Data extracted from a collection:
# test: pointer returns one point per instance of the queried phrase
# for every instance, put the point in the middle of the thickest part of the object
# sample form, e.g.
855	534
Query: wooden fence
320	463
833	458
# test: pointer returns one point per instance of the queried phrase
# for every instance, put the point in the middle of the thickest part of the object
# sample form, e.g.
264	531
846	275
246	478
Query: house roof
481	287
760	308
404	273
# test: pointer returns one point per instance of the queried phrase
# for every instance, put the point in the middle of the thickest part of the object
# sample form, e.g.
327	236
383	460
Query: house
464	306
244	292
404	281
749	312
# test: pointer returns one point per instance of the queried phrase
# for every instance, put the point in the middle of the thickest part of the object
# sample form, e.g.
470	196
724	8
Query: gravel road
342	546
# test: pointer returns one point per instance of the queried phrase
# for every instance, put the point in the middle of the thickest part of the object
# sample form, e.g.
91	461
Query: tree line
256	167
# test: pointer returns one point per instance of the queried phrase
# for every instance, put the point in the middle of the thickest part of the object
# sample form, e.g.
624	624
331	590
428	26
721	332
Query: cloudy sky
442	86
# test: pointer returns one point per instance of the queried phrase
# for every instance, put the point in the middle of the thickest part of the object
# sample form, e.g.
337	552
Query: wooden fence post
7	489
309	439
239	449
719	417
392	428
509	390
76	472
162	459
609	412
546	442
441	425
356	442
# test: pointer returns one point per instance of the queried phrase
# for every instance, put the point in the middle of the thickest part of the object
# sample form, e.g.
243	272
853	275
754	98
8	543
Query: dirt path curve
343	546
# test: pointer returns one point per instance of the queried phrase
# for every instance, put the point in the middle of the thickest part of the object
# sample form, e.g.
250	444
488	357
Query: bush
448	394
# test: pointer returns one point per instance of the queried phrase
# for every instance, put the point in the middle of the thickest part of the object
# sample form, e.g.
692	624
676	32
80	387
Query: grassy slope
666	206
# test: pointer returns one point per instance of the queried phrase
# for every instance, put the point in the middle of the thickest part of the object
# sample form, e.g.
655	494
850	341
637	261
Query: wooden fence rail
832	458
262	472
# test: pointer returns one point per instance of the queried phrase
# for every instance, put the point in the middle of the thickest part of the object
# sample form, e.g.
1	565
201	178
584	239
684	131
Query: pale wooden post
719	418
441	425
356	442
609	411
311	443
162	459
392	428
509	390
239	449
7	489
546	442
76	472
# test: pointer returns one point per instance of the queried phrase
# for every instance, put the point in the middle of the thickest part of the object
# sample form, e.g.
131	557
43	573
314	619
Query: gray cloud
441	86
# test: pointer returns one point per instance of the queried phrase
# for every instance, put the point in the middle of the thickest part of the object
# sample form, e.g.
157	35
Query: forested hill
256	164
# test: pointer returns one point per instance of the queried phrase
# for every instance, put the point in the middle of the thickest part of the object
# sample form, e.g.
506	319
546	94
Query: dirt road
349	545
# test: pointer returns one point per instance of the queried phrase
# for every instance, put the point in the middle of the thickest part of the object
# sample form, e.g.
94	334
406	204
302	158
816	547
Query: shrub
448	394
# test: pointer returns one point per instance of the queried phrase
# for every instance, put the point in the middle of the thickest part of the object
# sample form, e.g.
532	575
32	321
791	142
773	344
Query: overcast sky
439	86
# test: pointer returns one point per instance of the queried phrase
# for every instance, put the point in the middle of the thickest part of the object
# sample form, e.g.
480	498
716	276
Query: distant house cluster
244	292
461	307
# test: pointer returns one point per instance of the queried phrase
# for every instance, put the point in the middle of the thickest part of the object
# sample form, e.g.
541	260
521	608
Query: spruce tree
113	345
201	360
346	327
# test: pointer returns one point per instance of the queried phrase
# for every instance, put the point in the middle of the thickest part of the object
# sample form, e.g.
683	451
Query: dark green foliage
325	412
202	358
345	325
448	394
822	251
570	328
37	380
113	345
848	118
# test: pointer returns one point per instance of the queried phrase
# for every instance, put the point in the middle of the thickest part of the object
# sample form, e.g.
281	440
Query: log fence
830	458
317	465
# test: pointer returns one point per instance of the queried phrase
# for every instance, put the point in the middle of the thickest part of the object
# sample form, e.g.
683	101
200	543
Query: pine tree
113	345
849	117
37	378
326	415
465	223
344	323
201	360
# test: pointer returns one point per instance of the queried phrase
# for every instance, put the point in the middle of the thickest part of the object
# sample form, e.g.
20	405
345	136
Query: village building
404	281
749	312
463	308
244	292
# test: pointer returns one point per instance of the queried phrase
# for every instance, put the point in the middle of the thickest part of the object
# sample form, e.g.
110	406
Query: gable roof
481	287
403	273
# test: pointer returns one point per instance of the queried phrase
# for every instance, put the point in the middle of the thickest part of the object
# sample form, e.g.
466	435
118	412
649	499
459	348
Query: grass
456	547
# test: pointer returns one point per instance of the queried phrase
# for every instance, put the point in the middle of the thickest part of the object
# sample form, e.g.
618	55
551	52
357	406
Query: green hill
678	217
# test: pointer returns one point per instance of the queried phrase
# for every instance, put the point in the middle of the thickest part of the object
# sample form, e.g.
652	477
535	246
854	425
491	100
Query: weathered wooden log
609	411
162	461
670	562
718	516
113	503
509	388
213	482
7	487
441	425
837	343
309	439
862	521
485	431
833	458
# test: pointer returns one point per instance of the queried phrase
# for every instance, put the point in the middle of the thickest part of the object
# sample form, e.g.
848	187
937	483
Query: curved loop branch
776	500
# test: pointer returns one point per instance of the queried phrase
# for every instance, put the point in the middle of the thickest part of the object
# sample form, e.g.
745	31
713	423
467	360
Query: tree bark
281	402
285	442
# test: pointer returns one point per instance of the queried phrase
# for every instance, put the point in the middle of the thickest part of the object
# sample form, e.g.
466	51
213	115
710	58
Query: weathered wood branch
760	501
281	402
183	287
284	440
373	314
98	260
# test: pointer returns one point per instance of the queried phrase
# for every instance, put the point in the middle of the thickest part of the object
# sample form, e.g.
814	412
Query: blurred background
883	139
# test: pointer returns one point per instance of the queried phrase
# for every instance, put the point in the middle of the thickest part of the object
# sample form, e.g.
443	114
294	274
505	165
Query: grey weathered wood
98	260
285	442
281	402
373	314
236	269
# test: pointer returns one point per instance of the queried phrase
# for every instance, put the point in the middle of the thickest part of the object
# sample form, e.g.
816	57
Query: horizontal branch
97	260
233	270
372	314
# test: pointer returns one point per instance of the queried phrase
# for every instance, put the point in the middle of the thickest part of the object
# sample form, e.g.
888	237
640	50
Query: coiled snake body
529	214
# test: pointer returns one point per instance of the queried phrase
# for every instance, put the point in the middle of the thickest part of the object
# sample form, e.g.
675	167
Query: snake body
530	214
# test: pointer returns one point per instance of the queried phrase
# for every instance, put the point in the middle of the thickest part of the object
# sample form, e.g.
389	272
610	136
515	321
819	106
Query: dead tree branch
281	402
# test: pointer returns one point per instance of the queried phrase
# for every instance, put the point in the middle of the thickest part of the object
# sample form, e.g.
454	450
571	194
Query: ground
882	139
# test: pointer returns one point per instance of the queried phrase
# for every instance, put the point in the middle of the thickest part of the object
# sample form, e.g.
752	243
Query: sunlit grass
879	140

[YOUR INSTRUCTIONS]
What is needed is an exact copy of all the records.

[FINISHED EXERCISE]
# test: pointer returns one point per instance of the queried phrase
# for every instance, put the point in the middle of the thickest part of the object
# sample form, e.g.
855	534
Query: wooden fence
320	463
833	458
# test: pointer returns one point per instance of the queried phrase
# for every instance, put the point in the middle of the thickest part of the object
# sample form, e.g.
264	531
846	275
246	478
Query: house roof
481	287
760	308
404	273
# test: pointer returns one point per instance of the queried phrase
# for every instance, put the point in the middle of the thickest part of the object
# sample form, e.g.
327	236
383	460
Query: house
464	306
244	292
404	281
749	312
# test: pointer returns one point per instance of the queried phrase
# for every instance, put the point in the middle of the thickest part of the object
# sample form, e.g.
470	196
724	8
Query: gravel road
342	546
# test: pointer returns one point per instance of the queried phrase
# for every instance, put the point in the middle of the thickest part of the object
# sample form, e.g.
91	461
Query: tree line
256	167
# test: pointer returns one point per instance of the queried phrase
# for every instance, put the point in the middle of the thickest part of the object
# sample form, e.g.
624	624
331	590
428	26
721	332
Query: cloudy sky
442	86
# test: pointer returns one point per instance of the queried phrase
# for every instance, put the point in the middle of the thickest part of the object
# sample form, e.g.
337	552
Query: wooden fence post
7	489
309	439
239	449
719	417
392	428
509	390
76	472
162	459
609	412
546	442
441	425
356	442
# test: pointer returns one point per instance of the queried phrase
# for every instance, put the point in the middle of the thickest part of the object
# sample form, e.g.
243	272
853	275
754	98
8	543
Query: dirt path curve
343	546
# test: pointer returns one point per instance of the queried phrase
# for every instance, put the point in the middle of the thickest part of the object
# sample form, e.g.
250	444
488	357
Query: bush
448	394
# test: pointer returns one point per instance of the queried phrase
# for every instance, put the point in the middle of the thickest part of the object
# sample form, e.g.
692	624
676	32
80	387
Query: grassy slope
666	206
# test: pointer returns one point per instance of the queried phrase
# for every instance, put the point in the middle of the thickest part of the object
# sample form, e.g.
655	494
850	341
637	261
Query: wooden fence rail
832	458
262	472
# test: pointer returns one point per instance of the queried phrase
# for every instance, put the point in the middle of the thickest part of the object
# sample form, e.g.
1	565
201	178
584	239
684	131
Query: pale wooden post
719	418
441	425
356	442
609	411
311	443
162	459
392	428
509	390
239	449
7	489
546	442
76	472
# test: pointer returns one point per instance of the queried phrase
# for every instance, put the point in the middle of the thickest part of the object
# sample form, e.g.
131	557
43	573
314	619
Query: gray cloud
441	86
# test: pointer returns one point per instance of the queried phrase
# for every instance, put the point in the middle of the thickest part of the object
# sample form, e.g.
157	35
Query: forested hill
256	164
# test: pointer returns one point per instance of the queried phrase
# for every instance, put the point in the middle of the thickest part of the object
# sample form, e.g.
506	319
546	94
Query: dirt road
349	545
# test: pointer returns one point per instance of the queried phrase
# for every instance, put the point in the middle of the thickest part of the object
# sample form, e.g.
94	334
406	204
302	158
816	547
Query: shrub
448	394
# test: pointer returns one point per instance of the queried phrase
# for every instance, put the point in the middle of the thickest part of the object
# sample form, e.g.
532	575
32	321
791	142
773	344
Query: overcast sky
439	86
# test: pointer returns one point per instance of the queried phrase
# for every instance, put the point in the middle of the thickest part of the object
# sample form, e.g.
480	498
716	276
Query: distant house cluster
244	292
461	307
# test: pointer returns one point per instance of the queried phrase
# for every instance, put the point in the middle of the thickest part of the object
# sample form, e.g.
541	260
521	608
Query: spruce tree
113	345
201	360
346	327
# test: pointer returns one point per instance of the queried phrase
# for every instance, put the point in the middle of the thickest part of the object
# sample form, e.g.
683	451
Query: dark green foliage
325	412
202	358
345	325
448	394
822	251
570	328
37	380
113	345
848	118
# test: pointer returns one point per instance of the queried phrase
# for every instance, put the point in the middle of the thickest part of the object
# sample form, e.g.
281	440
Query: log fence
830	458
317	465
# test: pointer returns one point per instance of the queried phrase
# for every instance, put the point in the middle of the thickest part of the object
# sample form, e.g.
683	101
200	543
Query: pine tree
113	345
849	117
37	378
326	415
465	223
344	323
201	360
# test: pointer returns one point per instance of the queried phrase
# for every instance, put the point in the middle of the thickest part of the object
# sample form, e.g.
20	405
345	136
Query: village building
404	281
749	312
463	308
244	292
# test: pointer returns one point per instance of the queried phrase
# for every instance, put the point in the middle of the thickest part of the object
# sample form, e.g.
110	406
Query: gable roof
481	287
403	273
# test: pointer returns one point per instance of the queried phrase
# for every instance, put the point in the middle of the thickest part of the object
# sample form, e.g.
466	435
118	412
649	499
459	348
Query: grass
456	547
# test: pointer returns one point per instance of the queried phrase
# for every instance, put the point in the middle of the thickest part of the object
# sample form, e.g.
618	55
551	52
357	406
Query: green hill
678	217
# test: pointer returns one point per instance of the queried phrase
# for every instance, put the point in the middle of the thickest part of the object
# sample form, e.g.
652	477
535	246
854	425
491	100
Query: weathered wooden log
609	411
162	461
670	562
718	516
113	503
509	388
213	482
7	487
441	425
837	343
309	439
862	521
485	431
833	458
# test: pointer returns one point per instance of the queried phrase
# for every instance, put the point in the middle of the thickest part of the object
# sample form, e.g.
848	187
937	483
Query: curved loop branch
776	500
# test: pointer returns one point per instance of the queried phrase
# for every instance, put the point in the middle of the thickest part of the object
# sample form, e.g.
745	31
713	423
467	360
Query: tree bark
281	402
285	442
# test: pointer returns one point per instance of the queried phrase
# for every instance, put the point in the middle of the thickest part of the object
# sample form, e.g.
466	51
213	115
710	58
Query: weathered wood branch
760	501
281	402
183	287
284	440
373	314
98	260
# test: pointer returns one point per instance of the queried phrase
# for every instance, put the point in the middle of the thickest part of the object
# sample form, e.g.
814	412
Query: blurred background
883	139
# test: pointer returns one point per instance of the queried phrase
# for every instance, put the point in the middle of the thickest part of the object
# sample form, e.g.
443	114
294	274
505	165
Query: grey weathered wood
98	260
285	442
281	402
373	314
236	269
# test: pointer returns one point per instance of the queried phrase
# for every instance, put the point in the middle of the thickest part of the object
# sample form, e.g.
816	57
Query: horizontal branch
97	260
233	270
372	314
# test: pointer returns one point per instance of the queried phrase
# for every instance, put the point in the middle of the thickest part of the object
# sample form, e.g.
888	237
640	50
Query: coiled snake body
529	214
# test: pointer returns one point per instance of the queried phrase
# for every instance, put the point in the middle of the thickest part of the object
# sample form, e.g.
675	167
Query: snake body
530	214
# test: pointer returns one point per instance of the queried phrase
# for every instance, put the point in the middle of the thickest part of the object
# sample form, e.g.
389	272
610	136
515	321
819	106
Query: dead tree branch
281	402
# test: pointer returns one point per instance of the queried phrase
# for every instance, put the point in the middle of the thickest part of the object
# sample form, e.g.
454	450
571	194
Query: ground
882	139
# test: pointer returns one point per instance of the queried phrase
# for every instance, put the point in the middle of the thickest part of the object
# sample form, e.g.
752	243
Query: sunlit grass
879	140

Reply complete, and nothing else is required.